TEXT BLOCK:
The excitement was tempered by the realisation that Bowman himself needed to improve his own coaching skills and come up with new ways to get the best out of the young athlete.

“I wanted to impress them and think I was tough, I gave them an extremely difficult training programme.” He started by increasing the workload. Phelps coped with every task.

When Phelps was 13, Bowman made him swim 21 races in three days.

For good measure, when the boy was swimming at one of his first national junior meets, he let him race without goggles.

Bowman noticed Phelps had left his goggles behind just before he walked out to the blocks. To swim without them would make his eyes sting red with chlorine or he would have to close them.

“I could have taken the goggles to him but I decided to keep them and see what he could do,” Bowman said. Phelps won the race without the goggles, and though Bowman didn’t know it at the time, it was to prove a masterstroke.

In Beijing in 2008, Phelps dived in for the 200 metres butterfly and his goggles filled with water. Unperturbed, he swam blind to a new world record.

SUPPLIED ENTRIES:
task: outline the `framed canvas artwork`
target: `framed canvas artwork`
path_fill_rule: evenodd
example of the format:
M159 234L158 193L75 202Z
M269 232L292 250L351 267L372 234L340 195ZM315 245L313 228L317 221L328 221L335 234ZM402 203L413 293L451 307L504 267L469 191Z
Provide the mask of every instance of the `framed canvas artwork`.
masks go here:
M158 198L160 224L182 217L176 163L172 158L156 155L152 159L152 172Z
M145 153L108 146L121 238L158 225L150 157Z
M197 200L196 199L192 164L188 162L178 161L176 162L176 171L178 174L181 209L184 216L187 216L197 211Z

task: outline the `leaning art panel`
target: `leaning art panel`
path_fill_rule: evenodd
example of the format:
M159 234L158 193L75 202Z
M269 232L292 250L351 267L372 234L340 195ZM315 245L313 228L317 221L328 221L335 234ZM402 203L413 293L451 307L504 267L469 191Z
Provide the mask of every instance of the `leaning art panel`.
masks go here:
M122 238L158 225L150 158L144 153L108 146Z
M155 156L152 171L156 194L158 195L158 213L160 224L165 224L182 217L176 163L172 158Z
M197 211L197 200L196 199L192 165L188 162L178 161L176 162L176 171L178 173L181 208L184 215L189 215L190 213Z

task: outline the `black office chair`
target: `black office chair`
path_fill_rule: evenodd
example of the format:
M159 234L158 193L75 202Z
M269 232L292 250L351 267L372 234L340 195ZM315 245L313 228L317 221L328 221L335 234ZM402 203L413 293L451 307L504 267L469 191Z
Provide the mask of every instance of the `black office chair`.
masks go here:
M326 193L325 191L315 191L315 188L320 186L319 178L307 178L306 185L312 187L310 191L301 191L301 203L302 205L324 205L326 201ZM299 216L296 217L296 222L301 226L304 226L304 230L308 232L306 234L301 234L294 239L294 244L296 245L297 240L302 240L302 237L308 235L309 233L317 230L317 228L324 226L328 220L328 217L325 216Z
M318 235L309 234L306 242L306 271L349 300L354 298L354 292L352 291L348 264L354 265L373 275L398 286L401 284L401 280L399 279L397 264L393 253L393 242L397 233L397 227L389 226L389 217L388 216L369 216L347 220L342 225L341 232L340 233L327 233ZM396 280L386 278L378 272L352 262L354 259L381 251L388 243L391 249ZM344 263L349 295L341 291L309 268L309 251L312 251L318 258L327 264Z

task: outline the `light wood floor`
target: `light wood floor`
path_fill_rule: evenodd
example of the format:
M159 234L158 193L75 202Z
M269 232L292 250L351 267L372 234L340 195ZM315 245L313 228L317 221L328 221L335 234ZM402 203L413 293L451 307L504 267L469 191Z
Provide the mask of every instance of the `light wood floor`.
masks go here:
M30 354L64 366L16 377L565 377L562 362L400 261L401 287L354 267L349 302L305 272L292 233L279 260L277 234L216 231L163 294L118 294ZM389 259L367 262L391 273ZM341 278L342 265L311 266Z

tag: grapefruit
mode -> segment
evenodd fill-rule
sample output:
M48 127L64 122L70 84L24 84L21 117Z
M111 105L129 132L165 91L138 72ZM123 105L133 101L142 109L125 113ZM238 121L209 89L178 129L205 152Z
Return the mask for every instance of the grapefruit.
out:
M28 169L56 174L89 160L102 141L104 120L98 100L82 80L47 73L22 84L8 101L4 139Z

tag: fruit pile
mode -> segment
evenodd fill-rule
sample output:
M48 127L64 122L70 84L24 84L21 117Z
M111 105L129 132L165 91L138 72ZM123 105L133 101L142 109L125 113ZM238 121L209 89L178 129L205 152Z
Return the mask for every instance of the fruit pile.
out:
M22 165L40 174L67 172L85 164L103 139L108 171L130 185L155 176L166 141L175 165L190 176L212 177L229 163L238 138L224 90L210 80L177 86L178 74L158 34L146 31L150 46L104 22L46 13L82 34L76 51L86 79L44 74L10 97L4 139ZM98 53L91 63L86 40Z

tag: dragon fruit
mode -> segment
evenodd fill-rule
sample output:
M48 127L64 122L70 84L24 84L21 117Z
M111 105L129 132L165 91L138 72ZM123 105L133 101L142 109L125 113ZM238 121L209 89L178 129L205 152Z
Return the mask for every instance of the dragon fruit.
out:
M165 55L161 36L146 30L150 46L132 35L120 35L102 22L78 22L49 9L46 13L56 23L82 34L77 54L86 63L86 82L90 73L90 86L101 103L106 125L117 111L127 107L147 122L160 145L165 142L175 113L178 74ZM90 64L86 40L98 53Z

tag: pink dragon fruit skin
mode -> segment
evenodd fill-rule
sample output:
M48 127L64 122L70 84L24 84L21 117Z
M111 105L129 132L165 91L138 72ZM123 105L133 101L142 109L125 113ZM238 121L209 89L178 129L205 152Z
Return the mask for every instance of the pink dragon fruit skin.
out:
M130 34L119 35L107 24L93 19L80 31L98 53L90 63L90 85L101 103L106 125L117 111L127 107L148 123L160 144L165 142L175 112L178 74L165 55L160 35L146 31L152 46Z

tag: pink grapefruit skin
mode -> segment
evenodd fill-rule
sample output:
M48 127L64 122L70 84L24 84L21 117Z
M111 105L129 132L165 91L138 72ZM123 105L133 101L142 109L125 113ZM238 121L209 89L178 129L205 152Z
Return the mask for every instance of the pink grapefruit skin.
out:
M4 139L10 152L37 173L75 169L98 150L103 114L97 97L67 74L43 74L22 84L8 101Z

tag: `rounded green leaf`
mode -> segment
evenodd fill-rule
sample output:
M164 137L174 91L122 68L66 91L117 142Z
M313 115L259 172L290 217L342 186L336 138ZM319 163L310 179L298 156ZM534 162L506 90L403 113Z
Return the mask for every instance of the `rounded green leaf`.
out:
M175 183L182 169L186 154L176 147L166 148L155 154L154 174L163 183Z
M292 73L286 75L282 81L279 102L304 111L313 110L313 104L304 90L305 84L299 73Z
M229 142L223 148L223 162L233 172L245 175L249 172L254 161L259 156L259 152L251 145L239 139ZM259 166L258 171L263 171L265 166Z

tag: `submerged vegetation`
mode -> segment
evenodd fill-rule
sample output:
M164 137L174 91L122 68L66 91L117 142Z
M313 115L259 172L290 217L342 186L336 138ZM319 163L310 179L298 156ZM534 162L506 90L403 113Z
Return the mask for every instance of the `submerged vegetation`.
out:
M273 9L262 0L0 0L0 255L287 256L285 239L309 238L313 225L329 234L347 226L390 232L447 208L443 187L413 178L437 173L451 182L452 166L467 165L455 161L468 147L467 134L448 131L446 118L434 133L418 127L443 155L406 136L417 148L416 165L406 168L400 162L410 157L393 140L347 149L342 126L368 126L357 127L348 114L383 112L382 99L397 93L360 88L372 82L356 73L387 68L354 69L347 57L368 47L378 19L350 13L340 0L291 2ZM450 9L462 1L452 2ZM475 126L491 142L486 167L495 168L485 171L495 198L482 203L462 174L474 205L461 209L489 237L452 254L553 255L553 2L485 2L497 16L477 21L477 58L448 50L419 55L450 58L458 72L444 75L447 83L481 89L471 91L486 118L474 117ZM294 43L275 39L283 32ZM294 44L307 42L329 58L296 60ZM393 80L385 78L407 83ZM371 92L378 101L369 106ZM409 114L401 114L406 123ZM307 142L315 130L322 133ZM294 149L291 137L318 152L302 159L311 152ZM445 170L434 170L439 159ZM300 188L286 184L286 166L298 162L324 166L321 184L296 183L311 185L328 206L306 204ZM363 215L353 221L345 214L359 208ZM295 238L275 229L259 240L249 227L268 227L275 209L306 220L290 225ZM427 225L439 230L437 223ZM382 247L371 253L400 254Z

EXERCISE PROMPT: Reproduce word for word the part of the passage on Bowman coaching Phelps that begins with the words containing "When Phelps was" and ends with "race without goggles.".

WRITTEN ANSWER:
When Phelps was 13, Bowman made him swim 21 races in three days.

For good measure, when the boy was swimming at one of his first national junior meets, he let him race without goggles.